■ Dataset records ■
%%
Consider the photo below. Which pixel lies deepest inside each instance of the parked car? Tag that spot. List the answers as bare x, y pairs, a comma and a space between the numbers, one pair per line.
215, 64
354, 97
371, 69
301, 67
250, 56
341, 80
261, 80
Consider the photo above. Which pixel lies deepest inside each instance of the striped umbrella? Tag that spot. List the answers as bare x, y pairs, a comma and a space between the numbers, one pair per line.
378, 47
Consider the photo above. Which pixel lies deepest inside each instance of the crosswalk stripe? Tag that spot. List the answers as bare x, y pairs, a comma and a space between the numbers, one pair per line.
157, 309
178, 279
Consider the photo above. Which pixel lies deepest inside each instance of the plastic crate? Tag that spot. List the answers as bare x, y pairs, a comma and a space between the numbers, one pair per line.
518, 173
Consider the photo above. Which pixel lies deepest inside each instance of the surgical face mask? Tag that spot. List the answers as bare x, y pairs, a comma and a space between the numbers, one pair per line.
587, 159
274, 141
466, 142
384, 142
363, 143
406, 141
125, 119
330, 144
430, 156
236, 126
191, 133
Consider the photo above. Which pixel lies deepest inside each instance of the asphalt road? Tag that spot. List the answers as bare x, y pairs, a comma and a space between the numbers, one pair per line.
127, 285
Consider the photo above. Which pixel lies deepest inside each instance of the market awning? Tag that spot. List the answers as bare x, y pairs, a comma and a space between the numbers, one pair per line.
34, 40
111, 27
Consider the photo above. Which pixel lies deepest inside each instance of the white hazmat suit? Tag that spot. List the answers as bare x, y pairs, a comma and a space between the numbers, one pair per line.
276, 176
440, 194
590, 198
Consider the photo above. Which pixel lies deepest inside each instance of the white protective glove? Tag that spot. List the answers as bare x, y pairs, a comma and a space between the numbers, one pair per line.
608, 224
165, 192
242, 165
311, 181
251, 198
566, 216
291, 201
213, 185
%%
■ Problem to solve ■
Put the listing above into a Markdown table with two columns, Row and Line. Number each non-blank line in order and skip any blank lines.

■ Answer in full ■
| Row | Line |
|---|---|
| 1 | Consider the photo below. Which pixel lies deepest inside each instance of the parked car? Tag that spot. List the answers as bare x, y pairs, a comma and a space between the numbers, one pair per line. |
| 2 | 215, 64 |
| 3 | 354, 97 |
| 4 | 371, 69 |
| 5 | 301, 67 |
| 6 | 250, 56 |
| 7 | 341, 80 |
| 8 | 261, 80 |
| 9 | Consider the photo above. Which pixel lies deepest inside each instance of the striped umbrella? Tag that spot. List the answers as bare x, y pairs, a comma and a space between the numbers, one pair per line. |
| 10 | 378, 47 |
| 11 | Consider the photo above. Which pixel lies deepest inside each instance of the crosswalk stripe? Tag that spot. List the answers as bare x, y pairs, a comma and a space between the numbers, one pair per line. |
| 12 | 157, 309 |
| 13 | 178, 279 |
| 14 | Consider the photo above. Which pixel lies deepest inside each instance of the plastic crate? Tag that spot. List the answers as bare x, y pairs, a comma and a space between the numbers, one pair per line. |
| 15 | 518, 173 |
| 16 | Consider the photo above. Which pixel lies deepest inside each instance of the surgical face mask? Tag that spot. List the answers as bare x, y pairs, a comma and a space between the numbers, one pair per line. |
| 17 | 587, 159 |
| 18 | 274, 141 |
| 19 | 466, 142 |
| 20 | 384, 142 |
| 21 | 363, 143 |
| 22 | 406, 141 |
| 23 | 125, 119 |
| 24 | 330, 144 |
| 25 | 430, 156 |
| 26 | 236, 126 |
| 27 | 191, 133 |
| 28 | Consider the photo above. Which pixel lies deepest inside each instance of the asphalt road? Tag that spot. List the answers as bare x, y pairs, a comma and a space between the numbers, one pair per line. |
| 29 | 127, 285 |
| 30 | Consider the photo above. Which pixel lies deepest inside each instance of the market awning? Tag that spot. List the answers as bare x, y pairs, a comma and a space between the numbers, one pair per line. |
| 31 | 34, 40 |
| 32 | 111, 27 |
| 33 | Consider the photo above. Which pixel lies deepest inside each instance of the white hazmat suit? Tag that spot. List the answers as bare x, y pairs, a comma and a space between the numbers, one pair per line. |
| 34 | 276, 176 |
| 35 | 440, 194 |
| 36 | 590, 198 |
| 37 | Consider the photo above. Which pixel lies deepest inside each instance of the white protective glove? Tag that spot. List the answers as bare x, y pairs, a comma and a space between the numbers, one pair per line. |
| 38 | 608, 224 |
| 39 | 165, 192 |
| 40 | 242, 165 |
| 41 | 311, 181 |
| 42 | 251, 198 |
| 43 | 566, 216 |
| 44 | 291, 201 |
| 45 | 213, 185 |